===== EXTRACTED ENTRIES =====
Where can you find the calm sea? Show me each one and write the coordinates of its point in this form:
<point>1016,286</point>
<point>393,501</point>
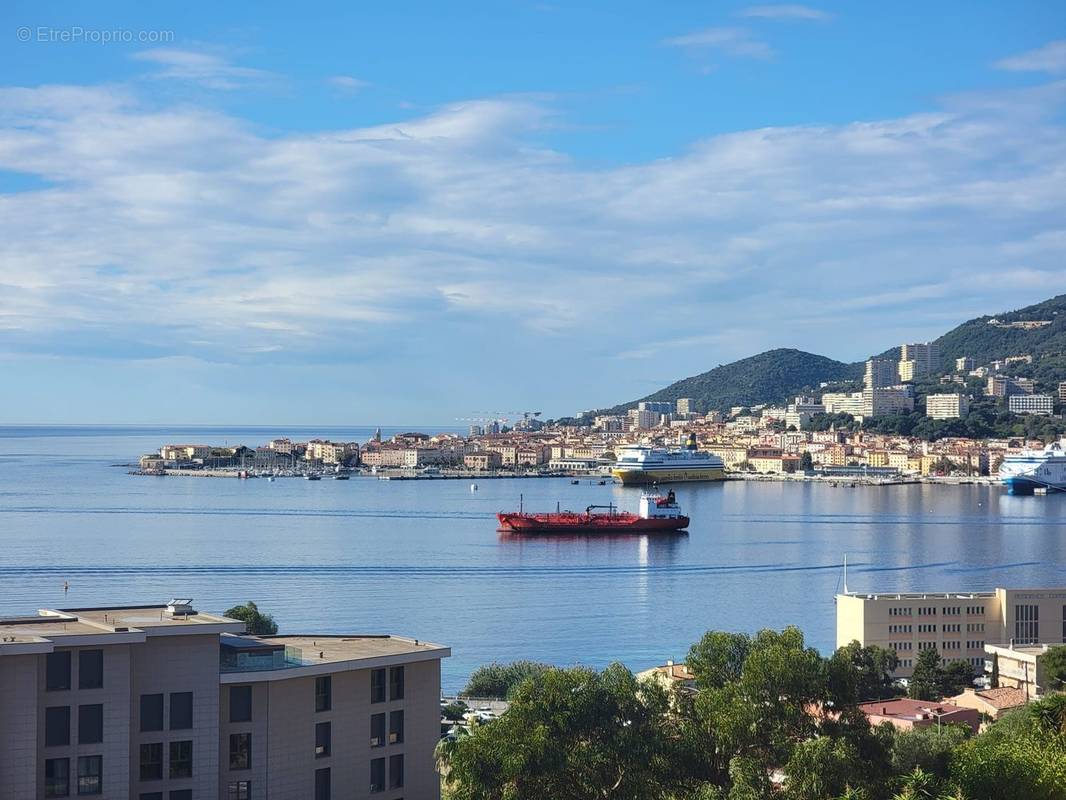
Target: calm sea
<point>423,558</point>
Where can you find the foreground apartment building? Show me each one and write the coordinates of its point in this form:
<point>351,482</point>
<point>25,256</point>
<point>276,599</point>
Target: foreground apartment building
<point>959,625</point>
<point>165,703</point>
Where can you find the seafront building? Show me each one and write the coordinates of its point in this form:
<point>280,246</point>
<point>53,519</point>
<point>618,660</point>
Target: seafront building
<point>947,406</point>
<point>959,625</point>
<point>917,361</point>
<point>163,702</point>
<point>1043,404</point>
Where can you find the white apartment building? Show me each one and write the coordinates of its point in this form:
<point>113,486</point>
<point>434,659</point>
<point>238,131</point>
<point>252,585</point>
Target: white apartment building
<point>1043,404</point>
<point>947,406</point>
<point>881,372</point>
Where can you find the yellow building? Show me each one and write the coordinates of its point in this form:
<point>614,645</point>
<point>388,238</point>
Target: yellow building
<point>957,624</point>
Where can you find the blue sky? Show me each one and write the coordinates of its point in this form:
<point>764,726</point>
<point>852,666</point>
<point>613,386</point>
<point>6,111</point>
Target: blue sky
<point>405,213</point>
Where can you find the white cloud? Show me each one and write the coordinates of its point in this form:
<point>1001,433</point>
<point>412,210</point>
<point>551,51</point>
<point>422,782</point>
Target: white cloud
<point>206,69</point>
<point>161,227</point>
<point>786,11</point>
<point>348,82</point>
<point>1051,58</point>
<point>737,42</point>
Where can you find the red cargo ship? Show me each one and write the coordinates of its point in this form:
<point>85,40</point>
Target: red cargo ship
<point>658,515</point>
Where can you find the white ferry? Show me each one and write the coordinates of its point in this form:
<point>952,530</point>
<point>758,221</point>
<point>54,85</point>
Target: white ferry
<point>639,464</point>
<point>1035,469</point>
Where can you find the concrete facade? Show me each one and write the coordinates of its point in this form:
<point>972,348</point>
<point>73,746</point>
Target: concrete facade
<point>134,704</point>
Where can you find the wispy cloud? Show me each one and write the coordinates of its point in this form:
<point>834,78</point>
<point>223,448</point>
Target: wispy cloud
<point>204,68</point>
<point>424,234</point>
<point>1051,59</point>
<point>786,11</point>
<point>348,83</point>
<point>737,42</point>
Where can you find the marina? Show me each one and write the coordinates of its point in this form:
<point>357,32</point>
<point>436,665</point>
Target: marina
<point>425,558</point>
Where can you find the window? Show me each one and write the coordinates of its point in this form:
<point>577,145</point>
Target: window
<point>58,671</point>
<point>90,774</point>
<point>181,710</point>
<point>322,736</point>
<point>322,784</point>
<point>91,669</point>
<point>377,774</point>
<point>151,762</point>
<point>91,723</point>
<point>57,725</point>
<point>151,712</point>
<point>240,751</point>
<point>377,730</point>
<point>323,693</point>
<point>240,703</point>
<point>396,728</point>
<point>57,778</point>
<point>377,686</point>
<point>1027,624</point>
<point>181,760</point>
<point>396,771</point>
<point>396,683</point>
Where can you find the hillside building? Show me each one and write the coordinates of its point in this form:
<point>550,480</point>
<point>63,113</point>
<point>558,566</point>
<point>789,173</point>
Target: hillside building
<point>1042,404</point>
<point>881,372</point>
<point>947,406</point>
<point>154,702</point>
<point>956,624</point>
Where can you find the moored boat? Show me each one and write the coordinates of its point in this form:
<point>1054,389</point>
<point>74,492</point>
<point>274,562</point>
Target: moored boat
<point>639,464</point>
<point>1029,470</point>
<point>658,514</point>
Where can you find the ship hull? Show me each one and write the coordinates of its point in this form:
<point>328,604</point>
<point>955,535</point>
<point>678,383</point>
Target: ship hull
<point>580,524</point>
<point>678,475</point>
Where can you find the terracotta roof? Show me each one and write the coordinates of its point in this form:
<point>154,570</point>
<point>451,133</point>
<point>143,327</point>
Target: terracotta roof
<point>1003,698</point>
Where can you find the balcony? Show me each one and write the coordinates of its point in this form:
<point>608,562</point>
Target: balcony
<point>259,658</point>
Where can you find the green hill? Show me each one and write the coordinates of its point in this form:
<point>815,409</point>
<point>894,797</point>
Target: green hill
<point>777,376</point>
<point>771,377</point>
<point>985,342</point>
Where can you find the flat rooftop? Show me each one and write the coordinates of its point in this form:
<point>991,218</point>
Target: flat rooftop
<point>145,617</point>
<point>326,649</point>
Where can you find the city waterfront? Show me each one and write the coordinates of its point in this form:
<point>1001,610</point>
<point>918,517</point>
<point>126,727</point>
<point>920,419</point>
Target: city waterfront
<point>424,558</point>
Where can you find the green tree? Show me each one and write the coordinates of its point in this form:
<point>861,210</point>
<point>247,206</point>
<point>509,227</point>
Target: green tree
<point>1054,668</point>
<point>719,657</point>
<point>500,680</point>
<point>1018,756</point>
<point>927,749</point>
<point>858,673</point>
<point>925,678</point>
<point>568,735</point>
<point>256,621</point>
<point>822,767</point>
<point>955,676</point>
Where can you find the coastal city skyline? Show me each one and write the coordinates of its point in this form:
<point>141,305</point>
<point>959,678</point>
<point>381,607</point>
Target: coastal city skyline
<point>707,174</point>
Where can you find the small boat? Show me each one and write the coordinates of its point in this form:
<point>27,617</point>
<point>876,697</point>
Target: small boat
<point>658,514</point>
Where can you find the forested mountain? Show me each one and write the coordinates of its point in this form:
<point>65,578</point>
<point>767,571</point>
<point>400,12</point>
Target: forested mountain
<point>771,377</point>
<point>776,376</point>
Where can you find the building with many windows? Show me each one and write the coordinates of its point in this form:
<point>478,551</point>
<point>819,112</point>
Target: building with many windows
<point>957,624</point>
<point>947,406</point>
<point>166,703</point>
<point>1043,404</point>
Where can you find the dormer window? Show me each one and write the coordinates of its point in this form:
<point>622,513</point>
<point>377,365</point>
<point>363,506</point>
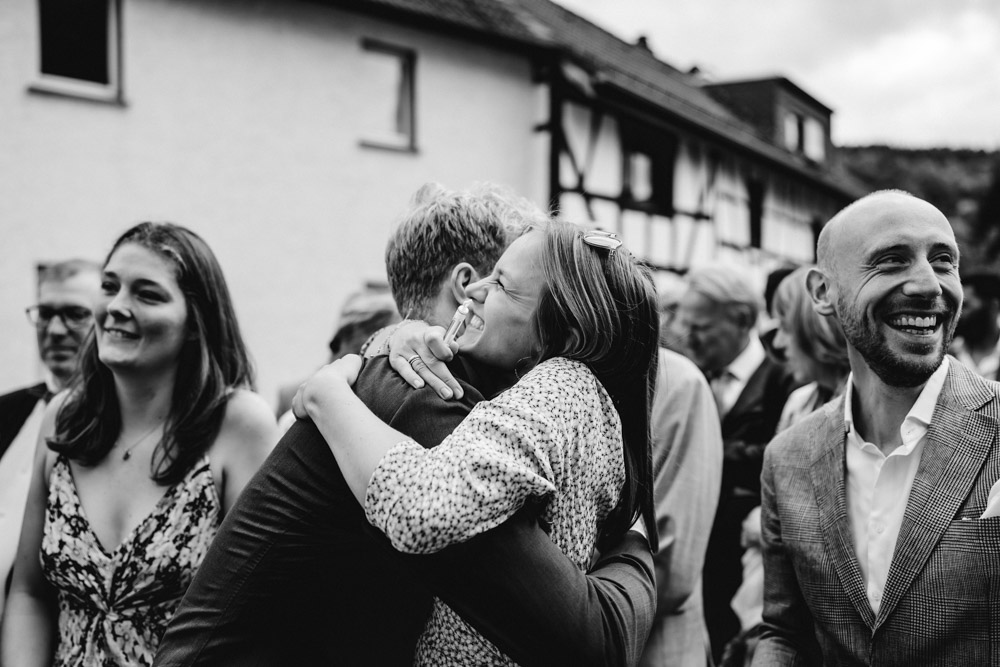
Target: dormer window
<point>814,141</point>
<point>805,135</point>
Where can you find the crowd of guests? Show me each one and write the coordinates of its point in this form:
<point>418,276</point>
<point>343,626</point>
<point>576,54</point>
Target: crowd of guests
<point>574,472</point>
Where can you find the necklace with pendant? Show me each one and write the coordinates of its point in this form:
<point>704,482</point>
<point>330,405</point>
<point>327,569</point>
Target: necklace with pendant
<point>128,451</point>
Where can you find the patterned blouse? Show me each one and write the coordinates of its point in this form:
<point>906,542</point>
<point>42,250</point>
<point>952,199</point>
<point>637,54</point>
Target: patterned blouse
<point>114,607</point>
<point>554,435</point>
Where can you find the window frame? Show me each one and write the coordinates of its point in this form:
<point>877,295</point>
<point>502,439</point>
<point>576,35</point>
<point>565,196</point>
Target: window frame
<point>112,92</point>
<point>408,63</point>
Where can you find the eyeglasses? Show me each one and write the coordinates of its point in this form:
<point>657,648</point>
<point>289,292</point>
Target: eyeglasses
<point>74,317</point>
<point>600,239</point>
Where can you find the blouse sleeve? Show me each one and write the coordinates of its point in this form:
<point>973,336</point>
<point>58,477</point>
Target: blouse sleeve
<point>479,476</point>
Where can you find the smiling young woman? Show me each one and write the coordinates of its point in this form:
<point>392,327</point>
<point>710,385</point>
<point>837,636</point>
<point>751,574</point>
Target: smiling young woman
<point>138,460</point>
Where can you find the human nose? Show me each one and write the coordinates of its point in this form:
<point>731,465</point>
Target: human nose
<point>57,325</point>
<point>922,281</point>
<point>476,290</point>
<point>119,306</point>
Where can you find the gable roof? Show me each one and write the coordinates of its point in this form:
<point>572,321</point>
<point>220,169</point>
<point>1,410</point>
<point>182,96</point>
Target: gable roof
<point>615,66</point>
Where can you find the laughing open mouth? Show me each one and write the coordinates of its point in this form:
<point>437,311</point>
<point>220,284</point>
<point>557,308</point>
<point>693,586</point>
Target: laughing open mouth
<point>917,324</point>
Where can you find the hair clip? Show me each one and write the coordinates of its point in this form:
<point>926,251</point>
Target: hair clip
<point>600,239</point>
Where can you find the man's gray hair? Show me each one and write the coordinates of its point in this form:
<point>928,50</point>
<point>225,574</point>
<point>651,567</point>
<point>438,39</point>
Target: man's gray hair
<point>445,227</point>
<point>728,288</point>
<point>57,272</point>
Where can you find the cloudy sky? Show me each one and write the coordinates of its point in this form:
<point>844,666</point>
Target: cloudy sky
<point>913,73</point>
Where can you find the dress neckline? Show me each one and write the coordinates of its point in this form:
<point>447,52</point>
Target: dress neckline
<point>163,501</point>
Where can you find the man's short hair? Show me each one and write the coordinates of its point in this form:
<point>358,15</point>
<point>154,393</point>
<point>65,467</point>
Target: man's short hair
<point>57,272</point>
<point>364,312</point>
<point>728,288</point>
<point>444,228</point>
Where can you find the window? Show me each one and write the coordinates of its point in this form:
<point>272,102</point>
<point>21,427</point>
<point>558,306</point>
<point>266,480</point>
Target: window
<point>648,165</point>
<point>755,203</point>
<point>793,132</point>
<point>805,136</point>
<point>388,78</point>
<point>814,142</point>
<point>80,48</point>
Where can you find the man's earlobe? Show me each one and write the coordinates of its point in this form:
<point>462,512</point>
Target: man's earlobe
<point>462,276</point>
<point>818,284</point>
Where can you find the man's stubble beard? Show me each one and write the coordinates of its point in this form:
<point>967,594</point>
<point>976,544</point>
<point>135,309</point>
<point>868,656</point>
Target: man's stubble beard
<point>871,343</point>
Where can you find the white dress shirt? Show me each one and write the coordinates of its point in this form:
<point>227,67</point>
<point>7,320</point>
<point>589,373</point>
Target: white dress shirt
<point>731,382</point>
<point>878,486</point>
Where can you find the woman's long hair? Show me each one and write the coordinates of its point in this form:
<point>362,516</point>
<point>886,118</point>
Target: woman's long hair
<point>599,307</point>
<point>212,361</point>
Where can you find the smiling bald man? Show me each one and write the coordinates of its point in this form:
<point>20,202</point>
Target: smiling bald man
<point>881,539</point>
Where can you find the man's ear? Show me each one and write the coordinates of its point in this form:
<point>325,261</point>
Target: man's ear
<point>462,275</point>
<point>819,285</point>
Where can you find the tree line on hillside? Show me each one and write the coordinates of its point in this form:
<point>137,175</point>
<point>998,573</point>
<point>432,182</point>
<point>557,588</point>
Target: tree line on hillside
<point>963,183</point>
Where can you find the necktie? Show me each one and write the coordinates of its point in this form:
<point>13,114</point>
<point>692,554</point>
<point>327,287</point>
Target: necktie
<point>719,384</point>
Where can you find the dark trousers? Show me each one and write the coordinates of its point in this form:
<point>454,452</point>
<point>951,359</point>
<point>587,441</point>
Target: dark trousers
<point>723,572</point>
<point>297,576</point>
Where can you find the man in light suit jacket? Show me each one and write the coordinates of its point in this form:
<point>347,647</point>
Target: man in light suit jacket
<point>687,469</point>
<point>879,548</point>
<point>717,317</point>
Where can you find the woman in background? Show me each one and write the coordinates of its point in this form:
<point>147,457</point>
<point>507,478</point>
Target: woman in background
<point>813,345</point>
<point>815,351</point>
<point>137,461</point>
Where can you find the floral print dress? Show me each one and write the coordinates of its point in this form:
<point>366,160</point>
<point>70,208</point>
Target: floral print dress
<point>114,607</point>
<point>555,435</point>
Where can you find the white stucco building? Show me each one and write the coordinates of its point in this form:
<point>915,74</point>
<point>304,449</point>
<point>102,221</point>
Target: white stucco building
<point>291,133</point>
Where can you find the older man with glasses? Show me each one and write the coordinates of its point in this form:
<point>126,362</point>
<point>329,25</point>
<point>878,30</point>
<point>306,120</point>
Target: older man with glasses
<point>63,317</point>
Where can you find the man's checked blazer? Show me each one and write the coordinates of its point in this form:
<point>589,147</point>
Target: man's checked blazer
<point>941,604</point>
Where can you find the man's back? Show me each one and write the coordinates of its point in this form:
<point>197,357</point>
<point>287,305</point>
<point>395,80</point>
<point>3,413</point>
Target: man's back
<point>302,554</point>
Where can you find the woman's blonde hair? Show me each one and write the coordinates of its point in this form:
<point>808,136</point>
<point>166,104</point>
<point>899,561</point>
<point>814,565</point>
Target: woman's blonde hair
<point>599,307</point>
=====
- [STATED EXERCISE]: Can you swap "small boat" for "rowboat" in the stretch of lines from the one containing "Where can you find the green tree?" through the one containing "<point>574,472</point>", leaving everything else unchanged? Give back only those lines, without the pictures.

- [ANSWER TO THIS PROBLEM]:
Where can you find the green tree? Show me each one and write the coordinates of its point in this form:
<point>861,210</point>
<point>247,206</point>
<point>509,227</point>
Target: green tree
<point>1054,668</point>
<point>719,657</point>
<point>500,680</point>
<point>1018,756</point>
<point>927,749</point>
<point>858,673</point>
<point>925,678</point>
<point>568,735</point>
<point>256,621</point>
<point>822,767</point>
<point>955,676</point>
Where can you find the coastal city skyline? Show me each one and write the coordinates of its point in this form:
<point>141,305</point>
<point>959,678</point>
<point>381,607</point>
Target: coastal city skyline
<point>707,174</point>
Where can you find the rowboat? Show me each one and write the coordinates of its point in this form:
<point>27,617</point>
<point>876,697</point>
Target: rowboat
<point>658,514</point>
Where can you find the forested mountain? Show me each one and write the coordinates of its point in this form:
<point>65,578</point>
<point>767,571</point>
<point>400,12</point>
Target: forested mountain
<point>771,377</point>
<point>776,376</point>
Where can you find the building with many windows? Show me each one and write the coordinates of its point in this form:
<point>478,551</point>
<point>819,112</point>
Target: building with many windows
<point>957,624</point>
<point>947,406</point>
<point>166,703</point>
<point>1043,404</point>
Where can you find the dormer window? Show me each one and write the coordinates of its point in this form:
<point>622,513</point>
<point>377,365</point>
<point>363,506</point>
Target: dormer window
<point>814,141</point>
<point>805,135</point>
Where can you find the crowd of guests? Show me each one and write the coordinates of its point in this form:
<point>418,276</point>
<point>343,626</point>
<point>576,54</point>
Target: crowd of guests
<point>574,472</point>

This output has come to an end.